* _Aim of the exercise_
Copy out the rows below word for word, from their first line down to and including the line that contains "[(349, 265), (21, 200), (409, 237), (447, 223)]". Stop there.

* _Stored rows_
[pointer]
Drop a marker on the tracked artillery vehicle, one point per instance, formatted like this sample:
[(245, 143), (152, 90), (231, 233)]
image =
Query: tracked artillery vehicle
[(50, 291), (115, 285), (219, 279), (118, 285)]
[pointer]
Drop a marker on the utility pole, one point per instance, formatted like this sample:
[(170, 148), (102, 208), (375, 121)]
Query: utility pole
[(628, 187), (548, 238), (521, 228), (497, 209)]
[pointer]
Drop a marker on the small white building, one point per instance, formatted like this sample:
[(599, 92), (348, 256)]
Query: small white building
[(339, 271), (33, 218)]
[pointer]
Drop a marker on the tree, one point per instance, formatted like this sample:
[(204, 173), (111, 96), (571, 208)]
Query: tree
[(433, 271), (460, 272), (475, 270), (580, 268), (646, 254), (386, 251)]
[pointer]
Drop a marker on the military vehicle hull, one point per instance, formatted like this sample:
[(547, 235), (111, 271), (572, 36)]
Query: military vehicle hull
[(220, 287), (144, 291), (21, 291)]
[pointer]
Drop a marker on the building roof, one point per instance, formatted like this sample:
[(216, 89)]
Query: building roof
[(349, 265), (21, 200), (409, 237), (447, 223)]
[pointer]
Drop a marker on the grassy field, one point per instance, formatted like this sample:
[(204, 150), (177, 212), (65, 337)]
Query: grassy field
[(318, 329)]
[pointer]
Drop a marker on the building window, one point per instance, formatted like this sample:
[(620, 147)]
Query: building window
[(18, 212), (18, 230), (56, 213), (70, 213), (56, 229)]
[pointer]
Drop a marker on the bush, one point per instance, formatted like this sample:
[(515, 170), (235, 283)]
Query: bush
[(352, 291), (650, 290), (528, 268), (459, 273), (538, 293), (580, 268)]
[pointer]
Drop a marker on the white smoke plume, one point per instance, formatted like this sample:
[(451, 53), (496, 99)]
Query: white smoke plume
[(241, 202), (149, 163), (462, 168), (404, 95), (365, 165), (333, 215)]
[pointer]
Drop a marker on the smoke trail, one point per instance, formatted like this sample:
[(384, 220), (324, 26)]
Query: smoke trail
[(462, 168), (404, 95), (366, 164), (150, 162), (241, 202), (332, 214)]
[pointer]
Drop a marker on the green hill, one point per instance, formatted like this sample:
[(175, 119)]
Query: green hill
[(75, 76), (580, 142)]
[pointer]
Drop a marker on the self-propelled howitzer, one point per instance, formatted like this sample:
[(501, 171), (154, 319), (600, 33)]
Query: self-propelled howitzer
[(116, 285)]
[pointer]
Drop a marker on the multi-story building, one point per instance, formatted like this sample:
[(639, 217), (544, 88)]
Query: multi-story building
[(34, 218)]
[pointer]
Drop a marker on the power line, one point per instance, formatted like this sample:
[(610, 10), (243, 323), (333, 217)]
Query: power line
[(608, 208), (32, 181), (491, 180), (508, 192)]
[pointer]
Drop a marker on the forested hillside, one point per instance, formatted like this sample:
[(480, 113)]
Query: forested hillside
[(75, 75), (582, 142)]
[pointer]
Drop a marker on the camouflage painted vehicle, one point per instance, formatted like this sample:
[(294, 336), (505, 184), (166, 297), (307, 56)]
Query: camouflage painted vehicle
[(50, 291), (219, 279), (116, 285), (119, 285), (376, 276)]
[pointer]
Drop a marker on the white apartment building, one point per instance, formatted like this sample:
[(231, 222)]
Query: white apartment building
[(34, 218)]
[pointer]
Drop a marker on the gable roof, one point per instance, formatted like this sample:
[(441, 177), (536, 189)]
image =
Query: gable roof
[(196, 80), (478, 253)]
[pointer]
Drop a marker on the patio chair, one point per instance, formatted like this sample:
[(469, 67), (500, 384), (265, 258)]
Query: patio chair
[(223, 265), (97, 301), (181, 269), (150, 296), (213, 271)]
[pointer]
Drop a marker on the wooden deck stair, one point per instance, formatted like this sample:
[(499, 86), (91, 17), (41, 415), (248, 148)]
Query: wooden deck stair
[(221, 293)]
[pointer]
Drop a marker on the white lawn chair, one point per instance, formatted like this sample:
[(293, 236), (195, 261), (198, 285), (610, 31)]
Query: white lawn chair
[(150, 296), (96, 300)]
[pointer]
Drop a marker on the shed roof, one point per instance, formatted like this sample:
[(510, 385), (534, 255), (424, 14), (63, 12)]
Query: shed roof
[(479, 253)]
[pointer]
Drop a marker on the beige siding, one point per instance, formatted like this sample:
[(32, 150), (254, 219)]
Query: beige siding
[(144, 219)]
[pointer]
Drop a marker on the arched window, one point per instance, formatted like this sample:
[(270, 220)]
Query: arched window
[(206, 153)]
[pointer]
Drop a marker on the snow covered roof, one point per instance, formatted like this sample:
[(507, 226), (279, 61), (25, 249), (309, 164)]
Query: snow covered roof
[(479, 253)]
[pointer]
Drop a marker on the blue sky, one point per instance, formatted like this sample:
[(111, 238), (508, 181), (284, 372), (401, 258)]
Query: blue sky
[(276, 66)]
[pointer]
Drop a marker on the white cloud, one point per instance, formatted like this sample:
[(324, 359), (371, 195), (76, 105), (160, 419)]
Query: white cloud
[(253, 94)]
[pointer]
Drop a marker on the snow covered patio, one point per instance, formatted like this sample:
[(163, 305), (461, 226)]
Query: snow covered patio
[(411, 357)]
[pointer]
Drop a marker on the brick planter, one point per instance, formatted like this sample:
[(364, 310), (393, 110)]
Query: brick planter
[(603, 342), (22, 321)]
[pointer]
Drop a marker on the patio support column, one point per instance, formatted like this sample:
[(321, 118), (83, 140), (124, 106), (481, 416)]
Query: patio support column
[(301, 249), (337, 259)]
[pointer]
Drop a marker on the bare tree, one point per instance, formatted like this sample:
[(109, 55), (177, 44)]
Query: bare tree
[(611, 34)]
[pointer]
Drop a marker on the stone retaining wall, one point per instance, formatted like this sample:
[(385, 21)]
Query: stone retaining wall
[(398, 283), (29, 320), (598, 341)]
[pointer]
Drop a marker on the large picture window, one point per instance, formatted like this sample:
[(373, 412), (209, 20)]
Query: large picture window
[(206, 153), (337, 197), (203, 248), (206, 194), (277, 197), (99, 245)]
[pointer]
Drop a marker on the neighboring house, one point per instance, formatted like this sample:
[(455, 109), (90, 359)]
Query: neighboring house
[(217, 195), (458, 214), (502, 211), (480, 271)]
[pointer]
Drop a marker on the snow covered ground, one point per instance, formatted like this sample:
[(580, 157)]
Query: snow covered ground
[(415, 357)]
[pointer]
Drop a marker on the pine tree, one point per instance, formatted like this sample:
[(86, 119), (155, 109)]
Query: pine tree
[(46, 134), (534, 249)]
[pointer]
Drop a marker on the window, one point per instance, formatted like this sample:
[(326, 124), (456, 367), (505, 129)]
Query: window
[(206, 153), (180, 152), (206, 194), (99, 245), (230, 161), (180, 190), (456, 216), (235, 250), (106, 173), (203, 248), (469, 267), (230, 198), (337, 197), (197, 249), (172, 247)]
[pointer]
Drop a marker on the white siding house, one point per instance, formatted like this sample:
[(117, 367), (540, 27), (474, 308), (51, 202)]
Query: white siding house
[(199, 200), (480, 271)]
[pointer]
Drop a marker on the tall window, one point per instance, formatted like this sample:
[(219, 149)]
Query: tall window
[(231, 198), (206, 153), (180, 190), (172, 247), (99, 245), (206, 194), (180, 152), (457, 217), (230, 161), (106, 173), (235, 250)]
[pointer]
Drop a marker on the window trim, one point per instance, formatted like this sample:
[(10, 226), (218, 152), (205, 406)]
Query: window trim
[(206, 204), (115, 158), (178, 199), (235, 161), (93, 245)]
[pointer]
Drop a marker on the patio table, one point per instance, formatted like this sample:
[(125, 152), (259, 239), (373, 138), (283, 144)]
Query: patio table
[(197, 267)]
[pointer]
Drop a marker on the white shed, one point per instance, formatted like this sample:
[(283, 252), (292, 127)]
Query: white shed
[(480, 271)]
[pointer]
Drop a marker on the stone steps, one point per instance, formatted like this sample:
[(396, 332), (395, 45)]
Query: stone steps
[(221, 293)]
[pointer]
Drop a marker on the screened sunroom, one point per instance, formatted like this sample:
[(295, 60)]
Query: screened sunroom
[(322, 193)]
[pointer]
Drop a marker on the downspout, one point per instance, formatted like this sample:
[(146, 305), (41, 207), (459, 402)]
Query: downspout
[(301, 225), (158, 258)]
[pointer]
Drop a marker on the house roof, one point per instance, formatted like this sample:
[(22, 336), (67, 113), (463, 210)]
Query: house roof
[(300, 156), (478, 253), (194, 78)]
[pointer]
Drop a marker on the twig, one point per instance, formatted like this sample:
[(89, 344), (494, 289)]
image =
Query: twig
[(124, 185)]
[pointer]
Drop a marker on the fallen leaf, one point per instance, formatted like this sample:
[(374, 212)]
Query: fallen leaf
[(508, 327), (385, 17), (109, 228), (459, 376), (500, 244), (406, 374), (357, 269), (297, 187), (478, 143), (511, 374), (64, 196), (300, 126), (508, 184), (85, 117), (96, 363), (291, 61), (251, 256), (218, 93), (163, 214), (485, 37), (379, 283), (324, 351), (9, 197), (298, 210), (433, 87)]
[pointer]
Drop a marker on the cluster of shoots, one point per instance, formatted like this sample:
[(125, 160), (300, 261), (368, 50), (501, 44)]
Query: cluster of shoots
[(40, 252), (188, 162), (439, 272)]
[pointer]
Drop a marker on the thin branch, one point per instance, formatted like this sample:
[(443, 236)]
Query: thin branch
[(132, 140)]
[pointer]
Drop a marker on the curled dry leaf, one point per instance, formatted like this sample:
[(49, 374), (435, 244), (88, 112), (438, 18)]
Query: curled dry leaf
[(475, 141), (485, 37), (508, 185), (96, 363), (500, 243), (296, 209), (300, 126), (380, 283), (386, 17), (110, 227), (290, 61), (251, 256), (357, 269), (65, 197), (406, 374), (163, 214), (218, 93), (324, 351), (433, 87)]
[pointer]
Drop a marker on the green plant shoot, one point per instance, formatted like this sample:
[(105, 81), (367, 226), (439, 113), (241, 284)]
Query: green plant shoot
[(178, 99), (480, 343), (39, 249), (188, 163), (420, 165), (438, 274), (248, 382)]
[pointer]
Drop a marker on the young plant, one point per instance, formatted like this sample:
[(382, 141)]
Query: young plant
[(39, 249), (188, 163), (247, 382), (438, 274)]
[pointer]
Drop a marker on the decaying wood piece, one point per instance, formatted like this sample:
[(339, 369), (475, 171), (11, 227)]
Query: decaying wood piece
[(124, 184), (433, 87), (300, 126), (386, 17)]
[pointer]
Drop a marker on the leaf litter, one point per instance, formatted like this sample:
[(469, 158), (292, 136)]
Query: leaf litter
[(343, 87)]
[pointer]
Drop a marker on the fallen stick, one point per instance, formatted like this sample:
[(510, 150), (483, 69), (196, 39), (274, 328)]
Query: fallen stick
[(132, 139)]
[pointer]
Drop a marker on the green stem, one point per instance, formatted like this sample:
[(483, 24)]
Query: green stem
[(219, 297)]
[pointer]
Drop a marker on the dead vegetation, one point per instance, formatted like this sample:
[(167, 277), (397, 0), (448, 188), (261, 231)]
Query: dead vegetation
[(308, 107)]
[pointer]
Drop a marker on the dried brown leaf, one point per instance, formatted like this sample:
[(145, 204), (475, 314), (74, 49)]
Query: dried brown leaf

* _Complete response_
[pointer]
Drop a marker on the tracked artillery vehicle, one point per instance, formatted like this sample:
[(245, 143), (152, 90), (231, 233)]
image =
Query: tracked artillery vehicle
[(50, 291), (115, 285), (219, 279), (118, 285)]
[pointer]
Drop a marker on the utility pole, one point per instance, formatted like this sample:
[(170, 148), (102, 208), (375, 121)]
Query: utility pole
[(628, 187), (548, 238), (521, 228), (497, 209)]
[pointer]
Drop a marker on the small white building, one point per instance, formatted like this sample:
[(599, 92), (348, 256)]
Query: small white building
[(339, 271), (33, 218)]
[pointer]
Drop a marker on the tree, one point per instance, formatted like this sample:
[(204, 173), (111, 96), (571, 208)]
Query: tree
[(433, 271), (460, 272), (475, 270), (580, 268), (646, 254), (386, 251)]
[pointer]
Drop a marker on the military vehicle hull, one point per instance, formatted like this sample:
[(547, 235), (111, 271), (572, 36)]
Query: military vehicle hull
[(220, 287), (144, 291), (21, 291)]
[pointer]
Drop a marker on the building roof, one point per instance, formatted like this sample:
[(216, 89)]
Query: building roof
[(349, 265), (21, 200), (409, 237), (447, 223)]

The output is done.